## Exercise requirements
Reproduce every line of the items below verbatim, omitting the image.

[Data entries]
┄┄┄┄┄┄┄┄┄┄

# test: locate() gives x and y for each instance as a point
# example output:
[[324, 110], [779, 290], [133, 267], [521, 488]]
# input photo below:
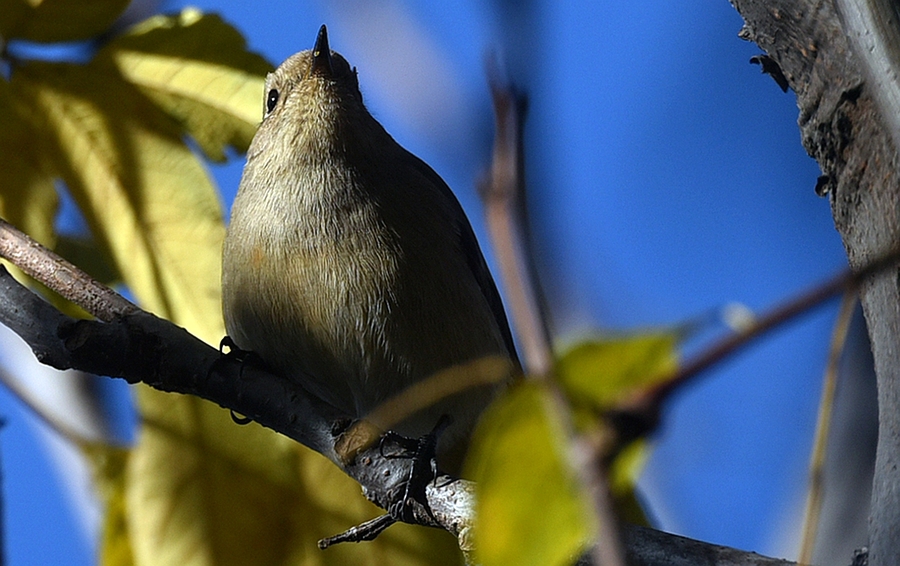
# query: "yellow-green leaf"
[[530, 509], [145, 196], [28, 198], [197, 68], [49, 21], [604, 371], [204, 491]]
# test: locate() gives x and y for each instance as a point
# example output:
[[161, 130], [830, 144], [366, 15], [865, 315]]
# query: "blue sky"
[[666, 178]]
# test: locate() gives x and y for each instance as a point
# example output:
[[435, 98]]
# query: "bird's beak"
[[321, 64]]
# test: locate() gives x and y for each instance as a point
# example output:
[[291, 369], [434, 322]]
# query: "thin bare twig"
[[648, 402], [503, 194], [823, 426], [61, 276]]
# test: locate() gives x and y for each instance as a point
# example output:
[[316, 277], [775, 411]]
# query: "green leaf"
[[48, 21], [530, 509], [197, 68], [603, 371]]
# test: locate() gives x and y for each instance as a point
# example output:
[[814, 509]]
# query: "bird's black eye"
[[271, 100]]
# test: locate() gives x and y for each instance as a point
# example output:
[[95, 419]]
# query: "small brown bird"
[[349, 266]]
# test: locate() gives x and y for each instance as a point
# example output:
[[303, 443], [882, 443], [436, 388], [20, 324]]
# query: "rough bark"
[[844, 128]]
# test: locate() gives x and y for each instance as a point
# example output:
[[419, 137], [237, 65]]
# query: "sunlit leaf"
[[529, 506], [603, 371], [197, 68], [108, 464], [87, 255], [57, 20], [28, 198]]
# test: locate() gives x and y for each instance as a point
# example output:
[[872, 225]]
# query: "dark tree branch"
[[848, 98], [140, 347]]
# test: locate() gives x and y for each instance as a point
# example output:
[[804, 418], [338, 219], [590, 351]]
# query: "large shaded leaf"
[[530, 508], [197, 68], [57, 20], [145, 196]]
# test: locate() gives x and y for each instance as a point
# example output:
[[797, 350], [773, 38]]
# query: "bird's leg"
[[423, 453]]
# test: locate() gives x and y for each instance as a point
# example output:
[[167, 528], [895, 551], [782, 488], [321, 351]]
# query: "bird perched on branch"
[[350, 267]]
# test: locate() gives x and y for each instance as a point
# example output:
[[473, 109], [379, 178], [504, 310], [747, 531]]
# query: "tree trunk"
[[841, 97]]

┄┄┄┄┄┄┄┄┄┄

## Task response
# test: locate() gives x and y for each instance as a point
# example output:
[[324, 110], [779, 290], [133, 267], [521, 488]]
# input photo below:
# query: "yellow-green leaf"
[[530, 509], [145, 196], [28, 198], [197, 68], [49, 21], [604, 371], [204, 491]]
# test: locate() gives x and y for each instance as a point
# example output:
[[161, 130], [830, 144], [366, 15], [865, 315]]
# query: "blue sky"
[[666, 178]]
# test: locate() gives x and y for each instance as a point
# example output:
[[435, 98]]
# query: "bird's beak"
[[321, 64]]
# test: locate() gives x and y for each instance as a point
# example output:
[[291, 369], [434, 322]]
# query: "thin bare twig"
[[648, 402], [503, 194], [823, 426], [61, 276]]
# test: locate() gives x and y for each instance as a point
# example output:
[[316, 277], [775, 411]]
# query: "green leaf"
[[48, 21], [530, 509], [197, 68], [603, 371]]
# test: locate() gives x and y for each instance as a point
# example output:
[[814, 509]]
# query: "bird's black eye"
[[271, 100]]
# test: locate() gives x and y for each instance as a point
# example output:
[[95, 419]]
# query: "small brown bird"
[[349, 266]]
# test: locate() gives x and y for each instance as a point
# example output:
[[303, 443], [882, 443], [436, 388], [20, 324]]
# query: "rough bark"
[[844, 128]]
# test: locate() gives x and y for each instance as a point
# example output:
[[419, 137], [237, 65]]
# query: "sunlit leaf"
[[529, 506], [603, 371], [197, 68], [108, 464], [87, 255], [57, 20], [28, 198]]
# test: locate() gives x and y for each instance as a point
# example output:
[[872, 225]]
# query: "dark tree branch"
[[848, 98], [140, 347]]
# test: locate() gives x and y for each instance as a point
# example output:
[[804, 418], [338, 219], [590, 351]]
# query: "large shaded leaf"
[[530, 508], [197, 68], [57, 20], [145, 196]]
# test: locate() gives x and y for each instance as a point
# example output:
[[797, 350], [773, 38]]
# query: "bird's leg"
[[423, 453]]
# test: locate() gives x and y for each instance as a point
# example output:
[[167, 528], [895, 551], [782, 488], [321, 351]]
# query: "bird perched on branch"
[[350, 267]]
# test: locate() gives x and y for each instance as a point
# example output:
[[473, 109], [379, 178], [504, 310], [747, 531]]
# query: "tree trunk"
[[841, 97]]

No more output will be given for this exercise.